> DIRECTIVE A: In the listing, repeat word for word the lines starting at the line that contains "hands. Write the coordinates, one line per instance." and ending at the line that contains "of the sleeve.".
[BEGIN SELECTED TEXT]
Announcement

Collapse
No announcement yet.
X
  • Filter
  • Time
  • Show
Clear All
new posts

  • robust ANOVA for non-normal data

    Dear Statalist friends,

    I am unexperienced with most statistical methods and Stata and I need some help. I want to examine if scores on a questionnaire X differ between three pre-specified age groups and if the effect of age groups depends on weight status. I wanted to test this using a two-way ANOVA, but my data is non-normal. I then came across the possibility of performing a "robust ANOVA" but I could not find a command for that in Stata. The only command I could find was "anovalator" but it is not an official command to my understanding. Is there another command I could use? Or can I use "regress X i.Agegroup##1.Weightstatus, ice(robust)" ? would that be the equivalent? Any help is highly appreciated. As I am specifically interested in the interaction effect, I can not use a Kruskal Wallis and I am not aware of any other non-parametric tests that allows for interaction effects.

    Many thanks!

  • #2
    Laura:
    as oftentimes reported on this list there's nothing that -regress-cannot do better than -anova-.
[END SELECTED TEXT]
> DIRECTIVE B: Quote the forum thread on robust ANOVA, starting at "I am unexperienced" and ending at "for interaction effects.".
[BEGIN RECORD EXTRACTS]
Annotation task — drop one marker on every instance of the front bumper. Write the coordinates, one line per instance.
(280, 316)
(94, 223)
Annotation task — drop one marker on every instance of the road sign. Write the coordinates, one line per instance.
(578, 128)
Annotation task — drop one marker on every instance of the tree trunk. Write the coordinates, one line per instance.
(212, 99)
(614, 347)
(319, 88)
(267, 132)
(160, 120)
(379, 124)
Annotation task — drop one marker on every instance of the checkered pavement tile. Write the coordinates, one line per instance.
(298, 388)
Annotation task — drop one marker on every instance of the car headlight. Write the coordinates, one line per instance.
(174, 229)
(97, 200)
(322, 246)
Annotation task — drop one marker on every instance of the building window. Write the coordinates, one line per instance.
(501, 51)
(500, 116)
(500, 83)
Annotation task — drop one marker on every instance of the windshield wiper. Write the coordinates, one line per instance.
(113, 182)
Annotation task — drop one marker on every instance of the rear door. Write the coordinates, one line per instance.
[END RECORD EXTRACTS]
[BEGIN RECORD EXTRACTS]
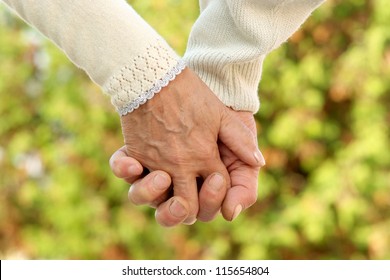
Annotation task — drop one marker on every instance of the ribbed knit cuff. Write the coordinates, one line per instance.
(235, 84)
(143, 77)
[END RECORD EXTRACTS]
[BEGIN RECORD EXTRACTS]
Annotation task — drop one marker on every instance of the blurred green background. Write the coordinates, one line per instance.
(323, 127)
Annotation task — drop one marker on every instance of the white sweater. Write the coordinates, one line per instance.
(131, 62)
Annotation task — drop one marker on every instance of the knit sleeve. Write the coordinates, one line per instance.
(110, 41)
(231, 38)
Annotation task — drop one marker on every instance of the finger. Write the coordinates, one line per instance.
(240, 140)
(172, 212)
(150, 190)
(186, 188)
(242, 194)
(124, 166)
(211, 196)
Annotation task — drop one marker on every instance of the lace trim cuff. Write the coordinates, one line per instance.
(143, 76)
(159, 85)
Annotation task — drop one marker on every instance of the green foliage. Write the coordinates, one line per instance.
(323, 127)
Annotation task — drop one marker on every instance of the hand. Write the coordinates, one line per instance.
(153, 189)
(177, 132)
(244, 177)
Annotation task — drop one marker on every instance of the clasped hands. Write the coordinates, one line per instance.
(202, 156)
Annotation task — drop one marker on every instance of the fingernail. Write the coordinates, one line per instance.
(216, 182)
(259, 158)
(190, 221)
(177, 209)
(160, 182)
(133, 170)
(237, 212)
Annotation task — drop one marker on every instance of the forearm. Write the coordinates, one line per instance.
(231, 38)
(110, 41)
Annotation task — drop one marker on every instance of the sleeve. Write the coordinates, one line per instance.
[END RECORD EXTRACTS]
> TASK RESPONSE A:
Annotation task — drop one marker on every instance of the clasped hands. Write the coordinates, one line per instance.
(202, 156)
Annotation task — drop one marker on every instance of the fingernail. Write the coordinates, one line per instance.
(216, 182)
(259, 158)
(190, 221)
(177, 209)
(160, 182)
(133, 170)
(237, 212)
Annotation task — drop one marker on every instance of the forearm. Write the coordinates, one line per instance.
(231, 38)
(110, 41)
Annotation task — drop one marker on every instance of the sleeve. Write the coordinates, one line per instance.

> TASK RESPONSE B:
I am unexperienced with most statistical methods and Stata and I need some help. I want to examine if scores on a questionnaire X differ between three pre-specified age groups and if the effect of age groups depends on weight status. I wanted to test this using a two-way ANOVA, but my data is non-normal. I then came across the possibility of performing a "robust ANOVA" but I could not find a command for that in Stata. The only command I could find was "anovalator" but it is not an official command to my understanding. Is there another command I could use? Or can I use "regress X i.Agegroup##1.Weightstatus, ice(robust)" ? would that be the equivalent? Any help is highly appreciated. As I am specifically interested in the interaction effect, I can not use a Kruskal Wallis and I am not aware of any other non-parametric tests that allows for interaction effects.